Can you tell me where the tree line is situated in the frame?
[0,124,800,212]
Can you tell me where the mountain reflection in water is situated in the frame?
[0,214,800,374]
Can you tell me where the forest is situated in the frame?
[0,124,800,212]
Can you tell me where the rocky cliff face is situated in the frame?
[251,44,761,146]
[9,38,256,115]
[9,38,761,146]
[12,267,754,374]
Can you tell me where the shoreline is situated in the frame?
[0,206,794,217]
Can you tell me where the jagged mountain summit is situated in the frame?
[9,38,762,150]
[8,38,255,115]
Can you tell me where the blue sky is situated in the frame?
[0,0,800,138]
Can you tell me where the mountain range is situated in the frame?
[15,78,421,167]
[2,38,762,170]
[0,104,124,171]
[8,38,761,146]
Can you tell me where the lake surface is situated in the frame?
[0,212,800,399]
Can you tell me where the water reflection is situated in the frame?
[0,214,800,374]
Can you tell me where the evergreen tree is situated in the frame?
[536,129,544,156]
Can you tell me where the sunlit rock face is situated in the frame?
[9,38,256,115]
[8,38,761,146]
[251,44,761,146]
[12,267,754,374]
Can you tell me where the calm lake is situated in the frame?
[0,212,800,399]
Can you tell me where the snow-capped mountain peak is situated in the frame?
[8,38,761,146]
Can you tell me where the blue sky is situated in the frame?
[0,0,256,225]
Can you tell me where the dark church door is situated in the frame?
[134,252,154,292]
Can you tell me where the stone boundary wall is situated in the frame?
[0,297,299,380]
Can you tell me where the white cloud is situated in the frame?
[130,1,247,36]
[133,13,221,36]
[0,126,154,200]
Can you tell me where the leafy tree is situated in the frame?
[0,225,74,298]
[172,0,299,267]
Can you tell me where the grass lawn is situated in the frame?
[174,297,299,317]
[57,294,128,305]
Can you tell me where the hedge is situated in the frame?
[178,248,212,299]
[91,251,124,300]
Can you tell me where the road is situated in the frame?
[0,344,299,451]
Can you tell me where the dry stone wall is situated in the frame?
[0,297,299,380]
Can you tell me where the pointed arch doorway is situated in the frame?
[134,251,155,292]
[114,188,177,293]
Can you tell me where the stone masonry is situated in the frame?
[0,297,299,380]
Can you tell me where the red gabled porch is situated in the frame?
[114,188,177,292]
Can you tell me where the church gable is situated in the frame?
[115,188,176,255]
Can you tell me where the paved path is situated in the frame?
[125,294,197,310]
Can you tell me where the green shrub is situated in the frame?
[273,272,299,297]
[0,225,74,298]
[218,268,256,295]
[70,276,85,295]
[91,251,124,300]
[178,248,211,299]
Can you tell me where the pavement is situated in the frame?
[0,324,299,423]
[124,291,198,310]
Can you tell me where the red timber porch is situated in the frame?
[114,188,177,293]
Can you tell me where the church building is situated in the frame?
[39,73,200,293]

____________________

Problem requirements →
Recast every line of the listing above as a Markdown table with the columns Row and Text, numbering the rows in order and leaving out any blank lines.

Written answer →
| Row | Text |
|---|---|
| 1 | Can you tell me where the tree line is situated in the frame? |
| 2 | [0,124,800,212] |
| 3 | Can you tell me where the mountain reflection in water is situated in the frame? |
| 4 | [0,214,800,374] |
| 5 | Can you tell me where the forest is situated in the frame? |
| 6 | [0,124,800,212] |
| 7 | Can you tell me where the rocky cliff face is situated in the frame? |
| 8 | [251,44,761,146] |
| 9 | [9,38,256,115] |
| 10 | [9,38,761,146] |
| 11 | [12,267,754,374] |
| 12 | Can you tell me where the shoreline is situated in the frame? |
| 13 | [0,206,794,217] |
| 14 | Can you tell me where the jagged mountain summit is situated in the frame? |
| 15 | [9,38,762,150] |
| 16 | [8,38,255,115] |
| 17 | Can you tell me where the blue sky is situated in the frame? |
| 18 | [0,0,800,138] |
| 19 | Can you tell me where the mountain range is situated in the frame? |
| 20 | [15,78,421,167] |
| 21 | [2,38,762,170] |
| 22 | [0,104,124,171] |
| 23 | [8,38,761,146] |
| 24 | Can you tell me where the lake surface is situated in the frame? |
| 25 | [0,212,800,399] |
| 26 | Can you tell me where the water reflection is situated in the frame? |
| 27 | [0,214,800,374] |
| 28 | Can you tell me where the evergreen tree is situated in the frame? |
| 29 | [536,129,544,156] |
| 30 | Can you tell me where the sunlit rock face is situated in the frame? |
| 31 | [9,38,256,115] |
| 32 | [8,38,761,146] |
| 33 | [251,44,761,146] |
| 34 | [12,267,754,374] |
| 35 | Can you tell me where the calm lake is situated in the frame? |
| 36 | [0,212,800,399] |
| 37 | Can you tell me where the snow-capped mountain peak is situated in the frame? |
| 38 | [8,38,761,146] |
| 39 | Can you tell me where the blue sky is situated in the frame? |
| 40 | [0,0,256,225] |
| 41 | Can you tell me where the dark church door is situated in the frame? |
| 42 | [134,252,154,292] |
| 43 | Can you tell me where the stone boundary wall is situated in the frame? |
| 44 | [0,297,299,380] |
| 45 | Can you tell me where the white cloud is situated in the frame? |
| 46 | [130,1,247,36] |
| 47 | [133,13,221,36] |
| 48 | [0,126,154,200] |
| 49 | Can you tell me where the leafy tree is situated in the frame? |
| 50 | [0,225,74,298] |
| 51 | [172,0,299,267] |
| 52 | Can you tell me where the grass lawn is situated in the frame? |
| 53 | [174,297,299,317] |
| 54 | [57,294,128,305] |
| 55 | Can you tell me where the hedge is situated in the frame? |
| 56 | [178,248,212,299] |
| 57 | [91,251,124,300] |
| 58 | Can you tell me where the road is situated in the frame? |
| 59 | [0,344,299,451] |
| 60 | Can you tell me where the dry stone wall is situated in the frame? |
| 61 | [0,297,299,380] |
| 62 | Can you tell me where the pointed arch doorway is situated in the frame? |
| 63 | [134,251,155,292] |
| 64 | [114,188,177,293] |
| 65 | Can you tell me where the stone masonry is situated in the frame? |
| 66 | [0,297,299,380] |
| 67 | Can you tell me where the red gabled porch is situated in the frame? |
| 68 | [114,188,177,292] |
| 69 | Can you tell me where the church gable is situated in the frame? |
| 70 | [115,188,176,255] |
| 71 | Can you tell me where the paved path is situated in the frame? |
| 72 | [125,294,197,310] |
| 73 | Can you tell me where the green shrub is situated in the frame? |
| 74 | [273,272,299,297] |
| 75 | [0,225,74,298] |
| 76 | [218,268,256,295] |
| 77 | [70,276,85,295] |
| 78 | [91,251,124,300] |
| 79 | [178,248,211,299] |
| 80 | Can you tell me where the pavement is situated in the frame? |
| 81 | [0,324,299,423] |
| 82 | [124,291,198,310] |
| 83 | Can you tell me where the red timber porch is situated in the frame? |
| 84 | [114,188,177,293] |
| 85 | Can you tell me where the church building is situated in the frame? |
| 86 | [39,73,200,293] |